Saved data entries
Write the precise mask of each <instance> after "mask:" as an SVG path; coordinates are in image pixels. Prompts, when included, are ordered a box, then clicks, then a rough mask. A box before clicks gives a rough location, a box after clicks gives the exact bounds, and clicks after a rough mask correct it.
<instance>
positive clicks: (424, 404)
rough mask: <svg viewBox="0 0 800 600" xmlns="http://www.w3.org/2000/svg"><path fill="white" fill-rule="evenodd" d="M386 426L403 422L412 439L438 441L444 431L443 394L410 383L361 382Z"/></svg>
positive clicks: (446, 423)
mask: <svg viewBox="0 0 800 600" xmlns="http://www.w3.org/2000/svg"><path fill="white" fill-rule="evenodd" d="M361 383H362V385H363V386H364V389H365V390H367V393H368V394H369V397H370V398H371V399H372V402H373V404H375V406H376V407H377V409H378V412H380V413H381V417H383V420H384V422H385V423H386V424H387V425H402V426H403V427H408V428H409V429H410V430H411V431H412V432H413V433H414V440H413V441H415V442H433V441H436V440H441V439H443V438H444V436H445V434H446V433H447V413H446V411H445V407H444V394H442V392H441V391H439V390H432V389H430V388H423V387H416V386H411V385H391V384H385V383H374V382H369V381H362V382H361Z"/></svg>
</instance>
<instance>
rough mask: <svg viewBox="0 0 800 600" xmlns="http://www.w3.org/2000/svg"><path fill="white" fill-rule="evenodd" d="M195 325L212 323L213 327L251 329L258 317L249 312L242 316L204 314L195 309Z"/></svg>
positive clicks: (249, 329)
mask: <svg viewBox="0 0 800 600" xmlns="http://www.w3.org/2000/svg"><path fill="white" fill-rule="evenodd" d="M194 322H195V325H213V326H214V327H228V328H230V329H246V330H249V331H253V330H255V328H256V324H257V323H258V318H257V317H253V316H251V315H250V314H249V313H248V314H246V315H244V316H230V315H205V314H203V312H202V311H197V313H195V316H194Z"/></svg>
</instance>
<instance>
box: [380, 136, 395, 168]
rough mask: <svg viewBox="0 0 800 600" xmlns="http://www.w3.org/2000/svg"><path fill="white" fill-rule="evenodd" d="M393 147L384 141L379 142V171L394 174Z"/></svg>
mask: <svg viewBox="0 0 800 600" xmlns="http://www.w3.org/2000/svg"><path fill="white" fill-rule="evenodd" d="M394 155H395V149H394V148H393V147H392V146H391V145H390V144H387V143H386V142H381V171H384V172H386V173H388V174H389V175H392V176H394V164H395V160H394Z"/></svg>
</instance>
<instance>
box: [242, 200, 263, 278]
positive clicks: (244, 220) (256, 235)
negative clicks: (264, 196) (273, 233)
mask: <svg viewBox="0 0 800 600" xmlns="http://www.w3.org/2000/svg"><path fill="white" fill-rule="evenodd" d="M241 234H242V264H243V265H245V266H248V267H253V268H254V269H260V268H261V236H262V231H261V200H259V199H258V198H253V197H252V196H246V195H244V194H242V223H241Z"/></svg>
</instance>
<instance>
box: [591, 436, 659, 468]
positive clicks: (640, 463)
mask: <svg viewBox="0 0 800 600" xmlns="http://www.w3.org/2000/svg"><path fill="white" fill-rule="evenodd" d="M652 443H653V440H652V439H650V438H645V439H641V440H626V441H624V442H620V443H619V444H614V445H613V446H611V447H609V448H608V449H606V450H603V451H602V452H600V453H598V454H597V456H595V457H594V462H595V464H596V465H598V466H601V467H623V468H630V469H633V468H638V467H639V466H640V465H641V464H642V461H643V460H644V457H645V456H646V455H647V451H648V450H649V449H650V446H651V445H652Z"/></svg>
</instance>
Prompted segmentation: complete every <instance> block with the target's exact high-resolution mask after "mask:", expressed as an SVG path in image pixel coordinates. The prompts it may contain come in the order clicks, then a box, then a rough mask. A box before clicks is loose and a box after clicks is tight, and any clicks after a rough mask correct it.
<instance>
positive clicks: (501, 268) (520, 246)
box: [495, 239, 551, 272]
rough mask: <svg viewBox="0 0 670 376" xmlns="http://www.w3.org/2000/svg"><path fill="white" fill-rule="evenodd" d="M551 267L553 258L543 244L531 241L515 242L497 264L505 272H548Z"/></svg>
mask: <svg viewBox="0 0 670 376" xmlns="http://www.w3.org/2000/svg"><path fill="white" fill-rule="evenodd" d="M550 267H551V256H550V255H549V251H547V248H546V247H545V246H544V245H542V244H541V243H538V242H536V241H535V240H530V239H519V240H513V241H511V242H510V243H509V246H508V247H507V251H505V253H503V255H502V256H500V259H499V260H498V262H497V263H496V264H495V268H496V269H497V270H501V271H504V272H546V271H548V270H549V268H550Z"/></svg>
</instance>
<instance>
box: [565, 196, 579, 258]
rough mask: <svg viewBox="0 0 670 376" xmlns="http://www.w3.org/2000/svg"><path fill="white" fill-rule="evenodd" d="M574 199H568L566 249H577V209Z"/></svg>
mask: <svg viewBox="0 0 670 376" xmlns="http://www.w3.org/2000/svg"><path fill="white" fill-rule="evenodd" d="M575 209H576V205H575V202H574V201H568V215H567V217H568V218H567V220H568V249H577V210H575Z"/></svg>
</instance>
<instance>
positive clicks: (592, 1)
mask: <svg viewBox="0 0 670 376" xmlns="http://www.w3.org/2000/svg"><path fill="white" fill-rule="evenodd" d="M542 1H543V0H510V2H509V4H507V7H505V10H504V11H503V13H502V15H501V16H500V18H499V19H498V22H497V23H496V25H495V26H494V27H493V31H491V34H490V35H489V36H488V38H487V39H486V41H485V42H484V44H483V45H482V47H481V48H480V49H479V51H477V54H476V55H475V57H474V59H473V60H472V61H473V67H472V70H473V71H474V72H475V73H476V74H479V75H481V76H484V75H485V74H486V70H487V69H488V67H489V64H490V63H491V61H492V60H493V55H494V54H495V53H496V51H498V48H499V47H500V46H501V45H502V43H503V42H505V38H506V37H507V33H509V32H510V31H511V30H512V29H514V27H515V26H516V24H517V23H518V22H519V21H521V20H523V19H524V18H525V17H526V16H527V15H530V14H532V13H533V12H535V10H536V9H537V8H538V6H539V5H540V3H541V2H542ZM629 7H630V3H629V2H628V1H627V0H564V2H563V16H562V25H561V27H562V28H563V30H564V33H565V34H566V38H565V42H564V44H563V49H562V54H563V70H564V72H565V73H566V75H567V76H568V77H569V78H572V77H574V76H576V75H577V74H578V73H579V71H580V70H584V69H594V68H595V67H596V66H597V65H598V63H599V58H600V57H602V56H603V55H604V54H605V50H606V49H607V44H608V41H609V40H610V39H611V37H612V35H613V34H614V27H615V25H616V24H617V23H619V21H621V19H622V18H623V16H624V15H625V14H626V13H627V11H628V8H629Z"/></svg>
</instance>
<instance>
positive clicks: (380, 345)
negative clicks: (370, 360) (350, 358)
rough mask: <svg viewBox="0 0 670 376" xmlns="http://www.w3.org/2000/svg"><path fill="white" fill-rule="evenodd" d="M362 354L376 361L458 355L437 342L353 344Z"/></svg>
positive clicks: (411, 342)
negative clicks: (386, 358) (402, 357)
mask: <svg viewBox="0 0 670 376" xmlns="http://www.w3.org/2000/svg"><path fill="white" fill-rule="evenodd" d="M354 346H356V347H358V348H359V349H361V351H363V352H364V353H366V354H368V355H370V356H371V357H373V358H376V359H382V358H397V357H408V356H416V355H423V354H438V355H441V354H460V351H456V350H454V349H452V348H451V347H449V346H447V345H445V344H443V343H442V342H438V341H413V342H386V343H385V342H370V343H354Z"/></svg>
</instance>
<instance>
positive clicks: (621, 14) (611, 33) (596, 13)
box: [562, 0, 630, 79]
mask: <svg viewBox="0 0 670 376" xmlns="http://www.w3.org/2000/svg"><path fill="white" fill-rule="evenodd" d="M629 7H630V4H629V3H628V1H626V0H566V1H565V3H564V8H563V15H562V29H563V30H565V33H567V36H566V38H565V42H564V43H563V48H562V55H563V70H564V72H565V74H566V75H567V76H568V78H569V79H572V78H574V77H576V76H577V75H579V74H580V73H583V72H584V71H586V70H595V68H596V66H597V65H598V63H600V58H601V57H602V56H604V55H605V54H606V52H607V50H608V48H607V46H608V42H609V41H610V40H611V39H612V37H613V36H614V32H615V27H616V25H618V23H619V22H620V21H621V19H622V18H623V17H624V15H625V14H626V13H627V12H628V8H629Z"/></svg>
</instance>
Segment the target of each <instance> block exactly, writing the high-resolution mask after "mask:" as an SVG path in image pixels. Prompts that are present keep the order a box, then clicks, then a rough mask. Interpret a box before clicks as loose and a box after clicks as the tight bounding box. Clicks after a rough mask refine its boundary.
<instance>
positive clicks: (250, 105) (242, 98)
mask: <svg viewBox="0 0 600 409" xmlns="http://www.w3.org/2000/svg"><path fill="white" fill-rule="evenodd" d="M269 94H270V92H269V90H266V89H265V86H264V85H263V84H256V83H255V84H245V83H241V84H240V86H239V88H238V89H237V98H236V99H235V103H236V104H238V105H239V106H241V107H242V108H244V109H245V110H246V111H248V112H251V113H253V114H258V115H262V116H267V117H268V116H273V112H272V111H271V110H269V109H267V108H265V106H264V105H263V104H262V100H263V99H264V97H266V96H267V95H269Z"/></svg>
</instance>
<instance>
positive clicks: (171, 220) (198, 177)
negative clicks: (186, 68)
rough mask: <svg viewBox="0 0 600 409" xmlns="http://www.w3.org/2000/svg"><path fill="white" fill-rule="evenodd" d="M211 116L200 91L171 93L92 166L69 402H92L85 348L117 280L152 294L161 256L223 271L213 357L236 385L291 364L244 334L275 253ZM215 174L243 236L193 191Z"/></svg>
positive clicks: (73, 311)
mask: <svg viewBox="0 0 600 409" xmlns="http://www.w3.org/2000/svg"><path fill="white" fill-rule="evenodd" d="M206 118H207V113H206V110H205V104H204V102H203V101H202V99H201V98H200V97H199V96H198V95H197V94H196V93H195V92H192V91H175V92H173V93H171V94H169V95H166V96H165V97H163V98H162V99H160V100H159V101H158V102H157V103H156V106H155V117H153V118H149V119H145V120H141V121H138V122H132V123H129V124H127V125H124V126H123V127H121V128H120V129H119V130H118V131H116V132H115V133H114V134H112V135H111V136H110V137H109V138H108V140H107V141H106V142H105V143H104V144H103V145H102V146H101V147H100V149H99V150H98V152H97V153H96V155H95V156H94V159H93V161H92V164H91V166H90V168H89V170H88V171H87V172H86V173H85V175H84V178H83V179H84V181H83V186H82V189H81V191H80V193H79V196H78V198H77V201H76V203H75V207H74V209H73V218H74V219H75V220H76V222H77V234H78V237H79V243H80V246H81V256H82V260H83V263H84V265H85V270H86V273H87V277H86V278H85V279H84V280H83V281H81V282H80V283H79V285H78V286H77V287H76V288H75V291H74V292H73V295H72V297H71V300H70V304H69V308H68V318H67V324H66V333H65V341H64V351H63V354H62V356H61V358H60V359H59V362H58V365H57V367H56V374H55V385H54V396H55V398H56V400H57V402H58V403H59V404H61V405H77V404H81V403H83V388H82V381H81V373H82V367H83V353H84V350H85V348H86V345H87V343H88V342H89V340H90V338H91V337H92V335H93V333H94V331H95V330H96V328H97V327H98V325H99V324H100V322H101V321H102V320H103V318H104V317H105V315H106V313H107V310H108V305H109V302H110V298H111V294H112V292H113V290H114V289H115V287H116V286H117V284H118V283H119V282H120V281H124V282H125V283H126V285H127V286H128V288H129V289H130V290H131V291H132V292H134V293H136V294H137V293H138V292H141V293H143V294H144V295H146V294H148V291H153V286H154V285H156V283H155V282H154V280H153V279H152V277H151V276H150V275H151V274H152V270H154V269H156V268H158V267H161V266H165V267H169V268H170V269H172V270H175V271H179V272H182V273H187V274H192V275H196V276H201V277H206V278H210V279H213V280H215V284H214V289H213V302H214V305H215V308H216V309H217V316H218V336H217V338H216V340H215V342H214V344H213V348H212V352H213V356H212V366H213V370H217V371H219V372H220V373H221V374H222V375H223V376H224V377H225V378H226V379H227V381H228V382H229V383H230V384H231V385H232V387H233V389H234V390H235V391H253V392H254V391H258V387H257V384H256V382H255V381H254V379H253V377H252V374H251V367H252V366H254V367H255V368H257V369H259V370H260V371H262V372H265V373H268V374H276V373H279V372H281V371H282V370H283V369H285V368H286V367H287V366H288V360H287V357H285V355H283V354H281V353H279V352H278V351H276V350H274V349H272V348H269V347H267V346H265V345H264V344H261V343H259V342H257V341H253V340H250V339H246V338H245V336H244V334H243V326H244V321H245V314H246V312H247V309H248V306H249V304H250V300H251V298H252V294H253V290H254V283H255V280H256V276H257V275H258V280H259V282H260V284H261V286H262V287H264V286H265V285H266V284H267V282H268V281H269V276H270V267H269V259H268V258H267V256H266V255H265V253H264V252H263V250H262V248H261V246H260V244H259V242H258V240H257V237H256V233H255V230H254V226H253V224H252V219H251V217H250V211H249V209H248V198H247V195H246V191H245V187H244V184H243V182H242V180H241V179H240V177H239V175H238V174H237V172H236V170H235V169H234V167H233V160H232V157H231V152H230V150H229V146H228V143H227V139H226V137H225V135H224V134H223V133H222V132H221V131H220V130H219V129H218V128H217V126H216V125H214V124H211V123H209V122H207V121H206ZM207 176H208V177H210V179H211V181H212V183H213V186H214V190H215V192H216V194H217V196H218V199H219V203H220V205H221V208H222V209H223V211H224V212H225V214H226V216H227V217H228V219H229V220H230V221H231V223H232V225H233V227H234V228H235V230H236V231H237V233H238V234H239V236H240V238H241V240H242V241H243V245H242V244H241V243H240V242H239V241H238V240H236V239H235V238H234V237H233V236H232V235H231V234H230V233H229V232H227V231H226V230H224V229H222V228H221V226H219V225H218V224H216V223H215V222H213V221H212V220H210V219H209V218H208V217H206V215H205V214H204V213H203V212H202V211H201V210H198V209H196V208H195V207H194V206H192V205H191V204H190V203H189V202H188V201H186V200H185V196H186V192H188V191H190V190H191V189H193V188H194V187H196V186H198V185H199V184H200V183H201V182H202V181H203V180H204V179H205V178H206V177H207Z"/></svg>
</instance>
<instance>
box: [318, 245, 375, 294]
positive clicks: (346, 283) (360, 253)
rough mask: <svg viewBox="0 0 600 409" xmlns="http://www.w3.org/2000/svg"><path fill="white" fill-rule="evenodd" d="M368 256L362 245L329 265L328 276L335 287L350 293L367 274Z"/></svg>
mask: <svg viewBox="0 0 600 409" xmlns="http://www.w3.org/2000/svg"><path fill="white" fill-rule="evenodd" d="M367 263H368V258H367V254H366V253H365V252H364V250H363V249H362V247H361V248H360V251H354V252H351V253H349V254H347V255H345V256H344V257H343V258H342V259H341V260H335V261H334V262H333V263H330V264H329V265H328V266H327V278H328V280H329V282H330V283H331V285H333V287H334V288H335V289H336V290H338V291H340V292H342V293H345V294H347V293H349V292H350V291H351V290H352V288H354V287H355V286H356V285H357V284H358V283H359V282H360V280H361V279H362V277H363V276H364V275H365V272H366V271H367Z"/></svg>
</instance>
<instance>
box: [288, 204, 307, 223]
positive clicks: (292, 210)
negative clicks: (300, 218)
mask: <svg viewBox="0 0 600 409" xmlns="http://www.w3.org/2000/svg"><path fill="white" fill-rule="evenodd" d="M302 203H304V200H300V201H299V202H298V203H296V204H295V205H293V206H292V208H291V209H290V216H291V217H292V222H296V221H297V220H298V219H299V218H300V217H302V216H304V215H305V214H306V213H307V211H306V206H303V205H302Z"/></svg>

■ Exercise ■
Using the records above, copy all lines that include the word "correct".

■ Answer for this exercise ■
Write the precise mask of each <instance> after "mask:" as an SVG path; coordinates are in image pixels. Prompts, when included, are ordered a box, then clicks, then a rough mask. A box before clicks gives a rough location, a box after clicks gives the exact bounds, and clicks after a rough mask correct it.
Prompted segmentation: complete every <instance> block with the target's exact high-resolution mask after "mask:", expressed as an SVG path in image pixel coordinates. The prompts it may contain come in the order clicks, then a box, then a rough mask. A box before clicks is loose and a box after clicks is tight, and any clicks after a rough mask correct it.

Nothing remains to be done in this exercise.